◆ WHAT YOU ARE ASKED TO DO: Beginning at the line that contains "Expected output: for each instance of the upper roof" and ending at the last line of the records below, retype each line exactly and add nothing.

---*---

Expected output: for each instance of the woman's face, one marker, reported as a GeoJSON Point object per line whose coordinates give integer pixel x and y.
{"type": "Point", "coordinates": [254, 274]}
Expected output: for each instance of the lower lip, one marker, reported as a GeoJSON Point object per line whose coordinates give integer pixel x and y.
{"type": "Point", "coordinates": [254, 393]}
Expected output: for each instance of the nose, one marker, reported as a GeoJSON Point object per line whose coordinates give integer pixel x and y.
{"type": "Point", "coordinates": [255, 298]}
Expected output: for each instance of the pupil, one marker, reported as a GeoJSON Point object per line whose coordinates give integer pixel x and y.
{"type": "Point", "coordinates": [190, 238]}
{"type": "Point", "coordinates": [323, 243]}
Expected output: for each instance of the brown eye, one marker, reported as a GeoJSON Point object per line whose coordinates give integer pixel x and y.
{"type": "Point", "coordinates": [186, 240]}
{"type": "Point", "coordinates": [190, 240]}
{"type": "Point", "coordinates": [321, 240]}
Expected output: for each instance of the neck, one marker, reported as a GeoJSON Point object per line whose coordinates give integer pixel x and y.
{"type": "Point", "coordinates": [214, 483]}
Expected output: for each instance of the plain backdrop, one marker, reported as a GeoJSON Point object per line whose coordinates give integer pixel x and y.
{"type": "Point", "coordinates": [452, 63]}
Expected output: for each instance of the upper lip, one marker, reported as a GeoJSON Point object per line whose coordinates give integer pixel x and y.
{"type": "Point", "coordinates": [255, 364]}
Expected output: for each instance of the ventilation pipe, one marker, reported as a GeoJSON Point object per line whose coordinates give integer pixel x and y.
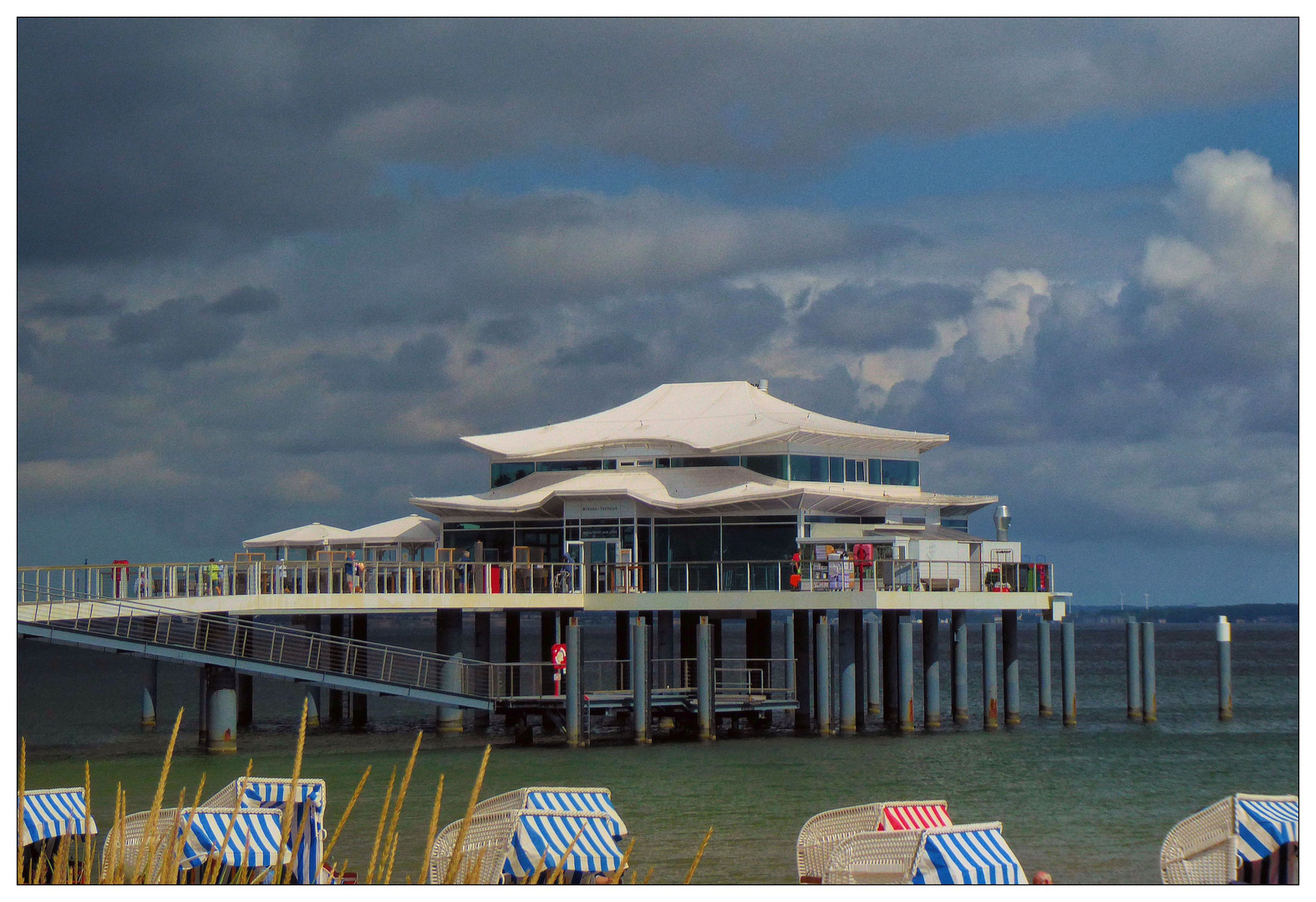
{"type": "Point", "coordinates": [1002, 519]}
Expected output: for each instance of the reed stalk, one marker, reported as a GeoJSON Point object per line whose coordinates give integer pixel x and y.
{"type": "Point", "coordinates": [347, 813]}
{"type": "Point", "coordinates": [455, 861]}
{"type": "Point", "coordinates": [699, 855]}
{"type": "Point", "coordinates": [557, 872]}
{"type": "Point", "coordinates": [286, 821]}
{"type": "Point", "coordinates": [398, 808]}
{"type": "Point", "coordinates": [433, 830]}
{"type": "Point", "coordinates": [379, 831]}
{"type": "Point", "coordinates": [149, 837]}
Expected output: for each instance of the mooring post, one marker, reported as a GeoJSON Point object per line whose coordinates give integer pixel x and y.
{"type": "Point", "coordinates": [640, 691]}
{"type": "Point", "coordinates": [150, 692]}
{"type": "Point", "coordinates": [221, 728]}
{"type": "Point", "coordinates": [873, 648]}
{"type": "Point", "coordinates": [1224, 641]}
{"type": "Point", "coordinates": [849, 663]}
{"type": "Point", "coordinates": [892, 668]}
{"type": "Point", "coordinates": [823, 641]}
{"type": "Point", "coordinates": [990, 701]}
{"type": "Point", "coordinates": [704, 676]}
{"type": "Point", "coordinates": [931, 670]}
{"type": "Point", "coordinates": [1009, 648]}
{"type": "Point", "coordinates": [1044, 668]}
{"type": "Point", "coordinates": [1135, 670]}
{"type": "Point", "coordinates": [959, 673]}
{"type": "Point", "coordinates": [1068, 682]}
{"type": "Point", "coordinates": [1149, 673]}
{"type": "Point", "coordinates": [572, 689]}
{"type": "Point", "coordinates": [906, 654]}
{"type": "Point", "coordinates": [448, 642]}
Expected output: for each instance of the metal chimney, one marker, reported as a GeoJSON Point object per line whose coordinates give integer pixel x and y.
{"type": "Point", "coordinates": [1002, 519]}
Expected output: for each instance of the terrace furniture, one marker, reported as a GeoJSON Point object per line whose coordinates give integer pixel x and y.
{"type": "Point", "coordinates": [973, 854]}
{"type": "Point", "coordinates": [1222, 842]}
{"type": "Point", "coordinates": [823, 833]}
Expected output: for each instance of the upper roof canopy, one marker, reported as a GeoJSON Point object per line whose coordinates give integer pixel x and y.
{"type": "Point", "coordinates": [704, 417]}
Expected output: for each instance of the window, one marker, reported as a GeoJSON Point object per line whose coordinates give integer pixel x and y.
{"type": "Point", "coordinates": [506, 474]}
{"type": "Point", "coordinates": [768, 464]}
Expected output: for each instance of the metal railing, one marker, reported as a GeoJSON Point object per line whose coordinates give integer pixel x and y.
{"type": "Point", "coordinates": [283, 646]}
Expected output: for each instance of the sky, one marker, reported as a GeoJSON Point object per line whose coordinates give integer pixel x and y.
{"type": "Point", "coordinates": [269, 271]}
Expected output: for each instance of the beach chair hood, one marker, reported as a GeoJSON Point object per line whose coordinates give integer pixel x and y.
{"type": "Point", "coordinates": [49, 813]}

---*---

◆ OUTPUT FOR THIS EXERCISE:
Expected output: for each instance of the upper roof canopy, one marker, reported as a GeoJSON Point object per line whose coordinates give integer pixel x and y.
{"type": "Point", "coordinates": [704, 417]}
Expected output: for each instance of the window, one marker, reported as a GeoJSON Point object per line whose coordinates give integer pixel x and y.
{"type": "Point", "coordinates": [506, 474]}
{"type": "Point", "coordinates": [768, 464]}
Expected output: for each instance of the metal railing, one marker, reported as a GeoJSON Point object per line whose coordinates give integer pixel x and y.
{"type": "Point", "coordinates": [283, 646]}
Expected output: for each instance of the sky, one marker, reported as a GeoJSON Point object per line whose coordinates give integer pixel x and y.
{"type": "Point", "coordinates": [269, 271]}
Expected output: for each instance of the beach chair hood, one marker, reported as a GeoJSON Point object per line whose coordinates give integer pixel x and y.
{"type": "Point", "coordinates": [49, 813]}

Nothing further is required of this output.